Exactly reproduce the line that contains "the leafless tree" and all lines after it in the entries below, through the very last line.

Segment Start: Dataset extract

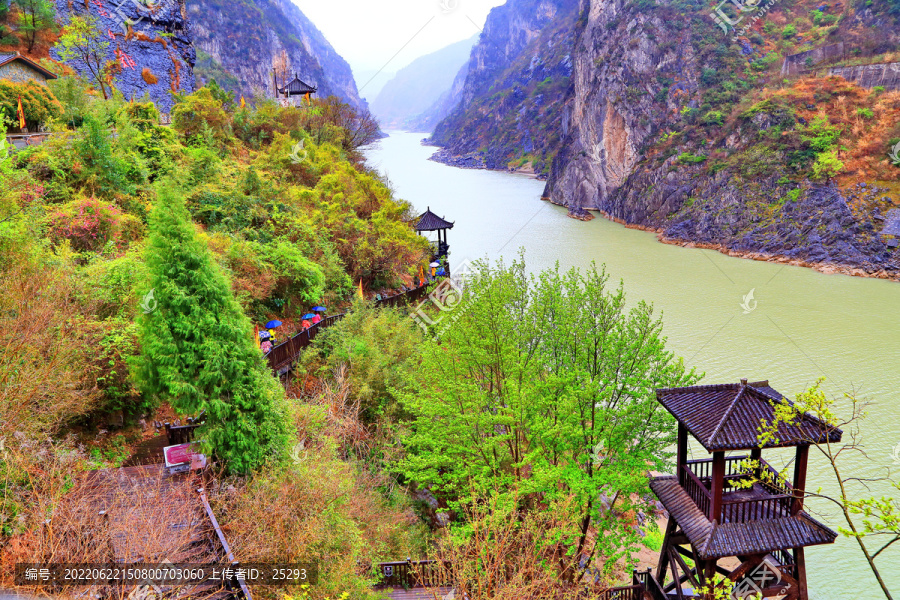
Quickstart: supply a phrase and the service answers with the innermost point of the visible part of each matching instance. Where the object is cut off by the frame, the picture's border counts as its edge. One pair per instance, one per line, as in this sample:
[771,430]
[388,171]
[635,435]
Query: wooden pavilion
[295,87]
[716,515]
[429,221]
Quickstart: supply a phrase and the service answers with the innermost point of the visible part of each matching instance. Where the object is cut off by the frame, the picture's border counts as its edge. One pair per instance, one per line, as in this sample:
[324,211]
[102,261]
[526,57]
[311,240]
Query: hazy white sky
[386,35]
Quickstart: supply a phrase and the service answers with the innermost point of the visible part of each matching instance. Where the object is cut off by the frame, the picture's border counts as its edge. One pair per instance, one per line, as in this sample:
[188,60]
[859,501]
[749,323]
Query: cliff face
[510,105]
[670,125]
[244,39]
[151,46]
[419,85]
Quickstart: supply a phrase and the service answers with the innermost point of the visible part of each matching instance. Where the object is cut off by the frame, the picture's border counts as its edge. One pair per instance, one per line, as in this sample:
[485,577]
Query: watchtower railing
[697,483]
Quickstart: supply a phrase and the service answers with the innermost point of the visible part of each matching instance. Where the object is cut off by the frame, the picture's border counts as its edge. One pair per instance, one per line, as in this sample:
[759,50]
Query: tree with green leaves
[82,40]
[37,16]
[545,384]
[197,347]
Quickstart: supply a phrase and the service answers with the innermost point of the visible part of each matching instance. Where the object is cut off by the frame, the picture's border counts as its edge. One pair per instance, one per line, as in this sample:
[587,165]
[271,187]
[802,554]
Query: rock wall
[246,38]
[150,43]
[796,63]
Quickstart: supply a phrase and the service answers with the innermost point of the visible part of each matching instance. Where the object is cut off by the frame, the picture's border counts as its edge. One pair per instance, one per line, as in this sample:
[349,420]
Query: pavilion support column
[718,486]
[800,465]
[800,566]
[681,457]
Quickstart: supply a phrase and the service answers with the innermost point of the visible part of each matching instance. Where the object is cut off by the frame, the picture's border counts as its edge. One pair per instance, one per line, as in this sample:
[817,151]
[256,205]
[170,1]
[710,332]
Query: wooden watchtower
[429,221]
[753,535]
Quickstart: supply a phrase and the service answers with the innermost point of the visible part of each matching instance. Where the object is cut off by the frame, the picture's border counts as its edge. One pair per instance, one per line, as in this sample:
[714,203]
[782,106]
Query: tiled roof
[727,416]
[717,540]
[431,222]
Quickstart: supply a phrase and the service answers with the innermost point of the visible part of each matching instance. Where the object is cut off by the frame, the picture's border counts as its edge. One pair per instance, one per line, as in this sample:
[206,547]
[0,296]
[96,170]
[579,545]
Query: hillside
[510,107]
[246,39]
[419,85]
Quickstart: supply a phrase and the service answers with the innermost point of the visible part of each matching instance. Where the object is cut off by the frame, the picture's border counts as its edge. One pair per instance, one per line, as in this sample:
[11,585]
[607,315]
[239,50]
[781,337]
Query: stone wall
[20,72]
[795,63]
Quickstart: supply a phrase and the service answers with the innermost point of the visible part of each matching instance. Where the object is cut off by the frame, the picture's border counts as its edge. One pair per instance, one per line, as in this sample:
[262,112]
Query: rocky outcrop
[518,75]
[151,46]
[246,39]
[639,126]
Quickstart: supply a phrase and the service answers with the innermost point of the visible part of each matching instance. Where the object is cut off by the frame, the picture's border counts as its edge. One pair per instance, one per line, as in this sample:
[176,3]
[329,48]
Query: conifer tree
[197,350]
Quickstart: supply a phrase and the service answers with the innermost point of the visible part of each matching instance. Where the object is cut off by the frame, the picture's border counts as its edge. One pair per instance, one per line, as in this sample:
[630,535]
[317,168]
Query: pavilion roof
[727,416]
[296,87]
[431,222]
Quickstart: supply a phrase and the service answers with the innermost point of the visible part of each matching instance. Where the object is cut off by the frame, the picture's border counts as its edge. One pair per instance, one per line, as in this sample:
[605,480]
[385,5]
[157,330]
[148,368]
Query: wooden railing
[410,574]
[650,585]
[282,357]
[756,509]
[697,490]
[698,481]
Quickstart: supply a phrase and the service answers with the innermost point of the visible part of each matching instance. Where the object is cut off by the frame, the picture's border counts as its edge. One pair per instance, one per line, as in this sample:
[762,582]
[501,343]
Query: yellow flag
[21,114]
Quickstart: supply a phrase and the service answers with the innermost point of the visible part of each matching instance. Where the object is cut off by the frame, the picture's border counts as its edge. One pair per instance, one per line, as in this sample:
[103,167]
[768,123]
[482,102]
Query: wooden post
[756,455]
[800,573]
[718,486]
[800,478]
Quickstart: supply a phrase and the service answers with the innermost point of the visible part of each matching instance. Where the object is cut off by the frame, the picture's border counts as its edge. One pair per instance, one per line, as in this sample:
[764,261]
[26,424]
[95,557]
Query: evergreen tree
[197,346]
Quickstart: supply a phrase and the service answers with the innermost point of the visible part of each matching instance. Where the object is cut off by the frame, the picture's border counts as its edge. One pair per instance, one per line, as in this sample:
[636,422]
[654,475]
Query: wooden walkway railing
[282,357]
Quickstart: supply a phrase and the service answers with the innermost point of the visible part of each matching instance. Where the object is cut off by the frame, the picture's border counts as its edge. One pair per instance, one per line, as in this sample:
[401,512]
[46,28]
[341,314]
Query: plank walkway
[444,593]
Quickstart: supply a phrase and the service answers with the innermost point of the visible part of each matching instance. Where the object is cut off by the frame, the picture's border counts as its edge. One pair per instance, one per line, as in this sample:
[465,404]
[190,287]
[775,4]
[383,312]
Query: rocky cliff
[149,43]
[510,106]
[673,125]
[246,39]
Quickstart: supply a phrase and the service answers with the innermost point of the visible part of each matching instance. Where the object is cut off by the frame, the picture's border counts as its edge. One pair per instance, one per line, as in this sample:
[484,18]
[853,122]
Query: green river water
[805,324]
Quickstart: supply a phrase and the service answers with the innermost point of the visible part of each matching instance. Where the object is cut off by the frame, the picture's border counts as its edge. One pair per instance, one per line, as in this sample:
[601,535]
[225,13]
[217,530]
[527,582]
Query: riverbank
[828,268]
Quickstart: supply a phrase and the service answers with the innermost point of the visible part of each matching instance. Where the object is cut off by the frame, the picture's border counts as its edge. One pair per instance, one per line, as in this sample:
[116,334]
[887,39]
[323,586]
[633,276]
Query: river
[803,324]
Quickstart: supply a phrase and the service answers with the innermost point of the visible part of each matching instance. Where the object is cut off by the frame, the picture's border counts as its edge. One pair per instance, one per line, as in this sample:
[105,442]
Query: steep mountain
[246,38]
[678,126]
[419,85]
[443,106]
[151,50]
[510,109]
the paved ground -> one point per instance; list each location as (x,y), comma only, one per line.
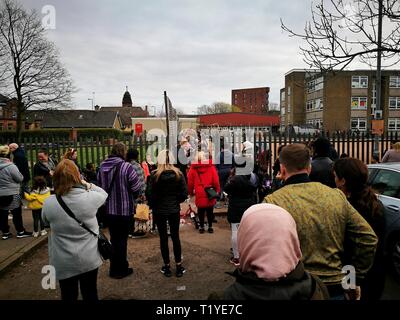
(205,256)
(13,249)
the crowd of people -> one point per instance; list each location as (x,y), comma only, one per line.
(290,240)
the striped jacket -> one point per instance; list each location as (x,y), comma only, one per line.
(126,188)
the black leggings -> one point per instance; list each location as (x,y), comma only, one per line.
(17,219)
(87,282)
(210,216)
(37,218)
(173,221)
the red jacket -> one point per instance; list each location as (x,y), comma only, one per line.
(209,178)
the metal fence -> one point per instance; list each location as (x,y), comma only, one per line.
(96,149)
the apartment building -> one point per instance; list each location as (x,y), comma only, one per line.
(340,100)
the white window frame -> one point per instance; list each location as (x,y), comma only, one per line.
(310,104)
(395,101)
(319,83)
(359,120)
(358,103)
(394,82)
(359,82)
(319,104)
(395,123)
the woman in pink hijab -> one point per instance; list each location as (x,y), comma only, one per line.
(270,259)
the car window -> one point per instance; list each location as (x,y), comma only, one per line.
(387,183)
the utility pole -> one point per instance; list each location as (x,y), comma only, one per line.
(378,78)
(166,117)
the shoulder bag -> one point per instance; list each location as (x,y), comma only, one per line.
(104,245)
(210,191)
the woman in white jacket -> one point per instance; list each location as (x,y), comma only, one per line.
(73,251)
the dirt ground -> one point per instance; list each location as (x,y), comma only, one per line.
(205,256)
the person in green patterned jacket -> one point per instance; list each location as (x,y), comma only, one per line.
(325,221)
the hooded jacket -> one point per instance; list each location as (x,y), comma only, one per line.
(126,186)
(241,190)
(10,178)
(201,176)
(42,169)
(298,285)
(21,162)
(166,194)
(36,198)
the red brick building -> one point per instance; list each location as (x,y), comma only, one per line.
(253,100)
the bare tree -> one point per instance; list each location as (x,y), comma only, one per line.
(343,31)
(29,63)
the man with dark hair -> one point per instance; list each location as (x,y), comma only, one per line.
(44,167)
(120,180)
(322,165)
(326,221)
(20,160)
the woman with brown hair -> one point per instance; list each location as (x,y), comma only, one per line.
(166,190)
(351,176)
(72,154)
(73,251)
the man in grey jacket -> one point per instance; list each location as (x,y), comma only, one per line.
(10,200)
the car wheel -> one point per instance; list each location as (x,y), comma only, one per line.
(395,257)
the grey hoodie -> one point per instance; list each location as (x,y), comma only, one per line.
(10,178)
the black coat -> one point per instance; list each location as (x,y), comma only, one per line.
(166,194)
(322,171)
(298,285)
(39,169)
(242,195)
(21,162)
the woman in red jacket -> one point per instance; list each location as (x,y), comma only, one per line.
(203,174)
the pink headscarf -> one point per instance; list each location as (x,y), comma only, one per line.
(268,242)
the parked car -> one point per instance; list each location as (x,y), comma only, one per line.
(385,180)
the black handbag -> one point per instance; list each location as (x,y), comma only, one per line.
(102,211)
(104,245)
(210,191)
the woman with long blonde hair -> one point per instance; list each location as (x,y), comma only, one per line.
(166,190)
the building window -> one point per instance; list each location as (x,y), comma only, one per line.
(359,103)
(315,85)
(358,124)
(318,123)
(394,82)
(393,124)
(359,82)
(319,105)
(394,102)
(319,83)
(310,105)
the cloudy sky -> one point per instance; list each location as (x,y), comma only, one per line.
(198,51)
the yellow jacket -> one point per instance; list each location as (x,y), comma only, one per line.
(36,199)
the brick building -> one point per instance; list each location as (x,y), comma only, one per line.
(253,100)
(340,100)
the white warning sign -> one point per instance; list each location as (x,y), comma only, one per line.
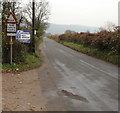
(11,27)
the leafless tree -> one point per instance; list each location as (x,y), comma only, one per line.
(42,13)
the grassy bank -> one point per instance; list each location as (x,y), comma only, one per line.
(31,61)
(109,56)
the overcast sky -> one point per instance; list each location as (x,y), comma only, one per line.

Segment End: Dataset extract

• **Final answer**:
the leafless tree -> one point per instance; list each location as (x,y), comma only, one per line.
(42,13)
the grassy bank -> one point per instance; list each location as (x,y), comma only, one per line.
(31,61)
(109,56)
the overcast sky -> one point per instance; list each location as (x,y), comma only, one per line.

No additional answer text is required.